> Problem
Filter the lines below, keeping each one that holds "block".
#### Data extracts ####
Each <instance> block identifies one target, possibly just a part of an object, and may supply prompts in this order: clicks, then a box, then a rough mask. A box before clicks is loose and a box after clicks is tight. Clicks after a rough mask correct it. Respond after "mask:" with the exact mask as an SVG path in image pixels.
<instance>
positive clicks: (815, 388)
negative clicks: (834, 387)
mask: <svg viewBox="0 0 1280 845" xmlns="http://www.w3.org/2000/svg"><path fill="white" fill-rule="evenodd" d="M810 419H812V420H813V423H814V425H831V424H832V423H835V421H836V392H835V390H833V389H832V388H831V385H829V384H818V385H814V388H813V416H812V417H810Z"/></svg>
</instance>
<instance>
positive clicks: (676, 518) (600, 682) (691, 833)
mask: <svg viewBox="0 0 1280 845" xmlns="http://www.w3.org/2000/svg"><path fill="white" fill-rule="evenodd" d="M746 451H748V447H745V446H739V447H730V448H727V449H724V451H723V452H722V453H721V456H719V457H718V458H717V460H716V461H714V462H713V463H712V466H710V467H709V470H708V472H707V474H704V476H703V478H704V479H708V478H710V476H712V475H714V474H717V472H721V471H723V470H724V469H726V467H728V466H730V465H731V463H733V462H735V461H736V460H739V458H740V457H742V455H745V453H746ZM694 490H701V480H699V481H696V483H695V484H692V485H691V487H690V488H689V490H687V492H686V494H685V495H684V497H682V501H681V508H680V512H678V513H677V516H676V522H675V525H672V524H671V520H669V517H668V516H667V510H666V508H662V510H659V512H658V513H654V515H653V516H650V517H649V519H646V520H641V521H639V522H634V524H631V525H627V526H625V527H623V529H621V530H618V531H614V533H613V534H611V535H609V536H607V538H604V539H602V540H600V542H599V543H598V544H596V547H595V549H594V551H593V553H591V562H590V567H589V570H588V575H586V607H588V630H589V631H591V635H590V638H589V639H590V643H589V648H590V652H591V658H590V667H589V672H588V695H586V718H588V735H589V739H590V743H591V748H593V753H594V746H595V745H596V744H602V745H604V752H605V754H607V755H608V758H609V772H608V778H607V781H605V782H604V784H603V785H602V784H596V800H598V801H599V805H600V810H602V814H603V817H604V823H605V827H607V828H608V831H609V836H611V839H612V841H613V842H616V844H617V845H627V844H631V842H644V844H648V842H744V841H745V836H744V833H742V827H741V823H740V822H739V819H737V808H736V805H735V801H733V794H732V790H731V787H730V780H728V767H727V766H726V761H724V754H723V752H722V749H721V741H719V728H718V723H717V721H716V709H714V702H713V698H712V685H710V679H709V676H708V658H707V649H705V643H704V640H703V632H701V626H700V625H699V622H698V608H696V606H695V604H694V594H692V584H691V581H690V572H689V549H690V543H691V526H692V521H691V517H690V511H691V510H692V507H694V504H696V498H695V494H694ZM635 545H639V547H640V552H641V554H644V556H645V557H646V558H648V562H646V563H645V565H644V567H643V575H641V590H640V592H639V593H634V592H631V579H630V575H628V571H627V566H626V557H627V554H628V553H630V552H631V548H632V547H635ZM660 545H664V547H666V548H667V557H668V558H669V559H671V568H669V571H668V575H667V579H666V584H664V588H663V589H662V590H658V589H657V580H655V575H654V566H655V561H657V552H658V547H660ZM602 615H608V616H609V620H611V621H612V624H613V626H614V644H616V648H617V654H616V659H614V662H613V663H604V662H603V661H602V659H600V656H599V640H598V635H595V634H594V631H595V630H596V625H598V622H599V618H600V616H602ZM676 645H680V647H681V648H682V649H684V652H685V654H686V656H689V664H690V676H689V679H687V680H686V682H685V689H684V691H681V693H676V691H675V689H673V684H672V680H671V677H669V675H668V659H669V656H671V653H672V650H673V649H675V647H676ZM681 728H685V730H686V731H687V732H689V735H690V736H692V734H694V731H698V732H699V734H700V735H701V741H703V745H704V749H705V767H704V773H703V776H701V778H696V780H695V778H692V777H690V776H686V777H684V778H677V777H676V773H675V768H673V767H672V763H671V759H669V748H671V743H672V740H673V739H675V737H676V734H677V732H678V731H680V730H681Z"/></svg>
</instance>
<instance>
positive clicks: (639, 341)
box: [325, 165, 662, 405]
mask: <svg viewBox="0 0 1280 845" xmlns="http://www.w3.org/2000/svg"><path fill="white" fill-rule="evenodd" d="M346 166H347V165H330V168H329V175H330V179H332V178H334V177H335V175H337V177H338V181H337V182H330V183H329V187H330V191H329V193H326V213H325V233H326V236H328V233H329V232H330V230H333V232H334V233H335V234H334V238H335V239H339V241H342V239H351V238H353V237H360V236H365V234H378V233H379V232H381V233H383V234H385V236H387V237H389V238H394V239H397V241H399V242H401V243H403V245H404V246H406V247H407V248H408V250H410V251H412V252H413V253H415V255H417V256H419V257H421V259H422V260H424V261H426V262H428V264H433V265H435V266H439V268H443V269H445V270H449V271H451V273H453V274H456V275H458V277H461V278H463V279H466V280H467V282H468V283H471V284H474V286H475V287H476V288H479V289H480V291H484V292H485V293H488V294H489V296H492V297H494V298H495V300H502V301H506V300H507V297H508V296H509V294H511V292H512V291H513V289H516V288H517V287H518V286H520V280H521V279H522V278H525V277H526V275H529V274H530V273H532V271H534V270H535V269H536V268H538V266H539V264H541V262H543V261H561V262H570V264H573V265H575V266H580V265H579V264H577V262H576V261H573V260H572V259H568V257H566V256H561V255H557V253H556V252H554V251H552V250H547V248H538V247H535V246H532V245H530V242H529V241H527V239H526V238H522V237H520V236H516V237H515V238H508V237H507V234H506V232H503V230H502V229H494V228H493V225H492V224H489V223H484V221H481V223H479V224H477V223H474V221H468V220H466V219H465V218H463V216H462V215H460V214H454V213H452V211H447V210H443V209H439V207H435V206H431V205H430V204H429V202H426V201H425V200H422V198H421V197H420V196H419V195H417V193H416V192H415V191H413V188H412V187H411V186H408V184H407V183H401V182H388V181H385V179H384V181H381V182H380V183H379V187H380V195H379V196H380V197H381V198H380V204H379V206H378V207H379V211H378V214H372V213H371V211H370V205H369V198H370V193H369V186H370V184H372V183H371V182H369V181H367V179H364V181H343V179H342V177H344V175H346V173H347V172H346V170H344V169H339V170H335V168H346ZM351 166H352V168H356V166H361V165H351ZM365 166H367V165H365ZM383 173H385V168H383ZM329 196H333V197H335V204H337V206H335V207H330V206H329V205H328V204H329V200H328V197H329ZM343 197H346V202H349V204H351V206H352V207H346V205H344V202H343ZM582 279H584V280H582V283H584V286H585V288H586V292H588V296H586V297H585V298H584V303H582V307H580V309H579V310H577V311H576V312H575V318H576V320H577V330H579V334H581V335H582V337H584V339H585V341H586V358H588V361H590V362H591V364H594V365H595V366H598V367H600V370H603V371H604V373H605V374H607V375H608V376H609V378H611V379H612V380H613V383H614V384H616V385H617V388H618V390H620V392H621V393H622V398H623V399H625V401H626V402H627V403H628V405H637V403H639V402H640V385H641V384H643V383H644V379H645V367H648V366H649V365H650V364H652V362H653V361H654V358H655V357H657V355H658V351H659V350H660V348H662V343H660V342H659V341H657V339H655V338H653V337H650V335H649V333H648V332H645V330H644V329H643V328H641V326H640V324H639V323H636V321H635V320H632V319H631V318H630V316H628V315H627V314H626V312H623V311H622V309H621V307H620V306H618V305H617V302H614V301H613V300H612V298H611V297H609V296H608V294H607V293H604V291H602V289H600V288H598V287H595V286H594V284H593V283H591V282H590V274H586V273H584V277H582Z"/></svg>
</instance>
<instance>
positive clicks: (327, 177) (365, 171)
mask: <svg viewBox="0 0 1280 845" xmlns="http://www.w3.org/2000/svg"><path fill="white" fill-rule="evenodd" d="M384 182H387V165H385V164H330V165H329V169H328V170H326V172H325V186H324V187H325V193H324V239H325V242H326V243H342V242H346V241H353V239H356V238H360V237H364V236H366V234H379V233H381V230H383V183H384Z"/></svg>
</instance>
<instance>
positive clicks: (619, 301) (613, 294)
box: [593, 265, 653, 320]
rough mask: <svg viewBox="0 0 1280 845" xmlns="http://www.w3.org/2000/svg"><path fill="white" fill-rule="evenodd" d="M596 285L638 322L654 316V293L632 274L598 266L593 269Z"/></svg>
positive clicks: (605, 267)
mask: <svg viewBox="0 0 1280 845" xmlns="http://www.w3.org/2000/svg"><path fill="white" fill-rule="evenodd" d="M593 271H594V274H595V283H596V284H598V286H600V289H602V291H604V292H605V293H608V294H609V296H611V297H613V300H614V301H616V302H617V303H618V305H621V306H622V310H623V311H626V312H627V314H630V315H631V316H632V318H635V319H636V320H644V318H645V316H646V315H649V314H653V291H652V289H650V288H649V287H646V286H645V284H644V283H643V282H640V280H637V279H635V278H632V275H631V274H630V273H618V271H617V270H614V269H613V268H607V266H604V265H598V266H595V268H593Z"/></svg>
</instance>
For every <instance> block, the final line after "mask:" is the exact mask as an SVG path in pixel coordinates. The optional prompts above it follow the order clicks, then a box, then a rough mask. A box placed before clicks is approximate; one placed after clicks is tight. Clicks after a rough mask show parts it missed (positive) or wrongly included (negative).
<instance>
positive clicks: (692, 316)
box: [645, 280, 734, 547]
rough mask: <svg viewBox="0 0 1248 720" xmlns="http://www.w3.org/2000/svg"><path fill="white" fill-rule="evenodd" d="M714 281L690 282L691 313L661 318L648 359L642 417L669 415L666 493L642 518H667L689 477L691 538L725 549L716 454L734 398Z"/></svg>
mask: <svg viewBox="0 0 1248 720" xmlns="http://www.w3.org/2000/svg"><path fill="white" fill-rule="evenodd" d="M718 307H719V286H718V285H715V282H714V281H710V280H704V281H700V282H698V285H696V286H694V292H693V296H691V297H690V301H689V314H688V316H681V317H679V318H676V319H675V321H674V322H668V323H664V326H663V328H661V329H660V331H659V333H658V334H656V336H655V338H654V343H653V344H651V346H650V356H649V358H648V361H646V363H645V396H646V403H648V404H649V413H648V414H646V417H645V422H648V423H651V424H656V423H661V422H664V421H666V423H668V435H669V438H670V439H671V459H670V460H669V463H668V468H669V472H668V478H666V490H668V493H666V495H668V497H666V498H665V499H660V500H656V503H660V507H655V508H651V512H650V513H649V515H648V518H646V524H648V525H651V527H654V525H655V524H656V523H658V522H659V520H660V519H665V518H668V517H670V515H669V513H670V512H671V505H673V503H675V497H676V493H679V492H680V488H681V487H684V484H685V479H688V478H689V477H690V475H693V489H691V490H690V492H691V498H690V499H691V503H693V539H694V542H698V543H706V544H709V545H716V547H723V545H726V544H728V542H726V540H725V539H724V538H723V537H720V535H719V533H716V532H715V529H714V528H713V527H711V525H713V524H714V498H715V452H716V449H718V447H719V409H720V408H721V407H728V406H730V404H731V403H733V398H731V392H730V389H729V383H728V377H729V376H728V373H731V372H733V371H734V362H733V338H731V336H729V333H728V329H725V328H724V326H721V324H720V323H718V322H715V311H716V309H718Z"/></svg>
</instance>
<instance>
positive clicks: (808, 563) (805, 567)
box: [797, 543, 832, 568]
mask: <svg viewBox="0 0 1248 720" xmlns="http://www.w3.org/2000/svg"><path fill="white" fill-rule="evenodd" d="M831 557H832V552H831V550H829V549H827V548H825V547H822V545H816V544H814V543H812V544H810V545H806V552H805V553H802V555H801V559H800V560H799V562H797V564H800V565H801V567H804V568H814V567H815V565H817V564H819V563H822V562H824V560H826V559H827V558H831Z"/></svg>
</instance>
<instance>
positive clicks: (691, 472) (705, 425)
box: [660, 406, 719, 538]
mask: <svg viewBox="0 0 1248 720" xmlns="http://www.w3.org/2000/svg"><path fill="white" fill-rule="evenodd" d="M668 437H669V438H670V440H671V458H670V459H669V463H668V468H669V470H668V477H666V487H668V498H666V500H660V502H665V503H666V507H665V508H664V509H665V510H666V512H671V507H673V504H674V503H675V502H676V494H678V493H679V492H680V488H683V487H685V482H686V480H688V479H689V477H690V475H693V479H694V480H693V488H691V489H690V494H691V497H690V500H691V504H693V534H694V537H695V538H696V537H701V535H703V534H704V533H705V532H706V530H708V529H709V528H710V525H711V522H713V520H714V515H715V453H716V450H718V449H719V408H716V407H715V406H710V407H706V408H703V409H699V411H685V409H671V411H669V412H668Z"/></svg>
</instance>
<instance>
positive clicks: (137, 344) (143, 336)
####
> Written reply
Each <instance> block identifies one target, possibly just a part of an object, and may supply prompts in this order: clicks, then a box, then a rough mask. A box before clicks is loose and a box after clicks is tight. Clicks after a rough mask correct it. Respond after "mask:" with the exact mask as an SVG path in image pixels.
For every <instance> block, the final line after "mask:" is the exact mask as an SVG path in pixel coordinates. The optional prompts above it follow the order clicks, then a box, then a rough mask. A box placed before clicks is approximate; one placed after clicks is tight. Clicks after a rough mask show parts it missed (positive) or wrongly included (negative).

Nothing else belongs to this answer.